Action item »
Copy out each line in the listing below where the word "When" appears.

Exercise material section start

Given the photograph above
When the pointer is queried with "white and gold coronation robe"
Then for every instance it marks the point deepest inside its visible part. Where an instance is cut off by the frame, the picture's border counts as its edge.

Exercise material section end
Exercise material section start

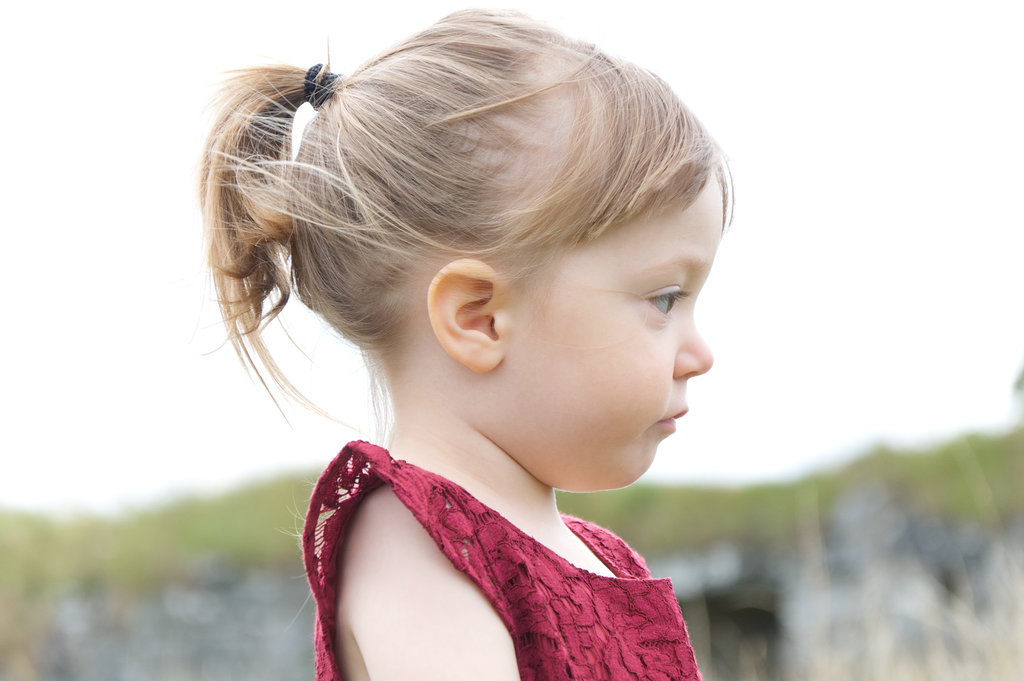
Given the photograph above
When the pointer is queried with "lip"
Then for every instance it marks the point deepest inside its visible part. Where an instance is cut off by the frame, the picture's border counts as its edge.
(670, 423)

Exercise material section end

Output for this exercise »
When the pointer is queried with "white and gold coronation robe"
When the pointer is queried with "lip"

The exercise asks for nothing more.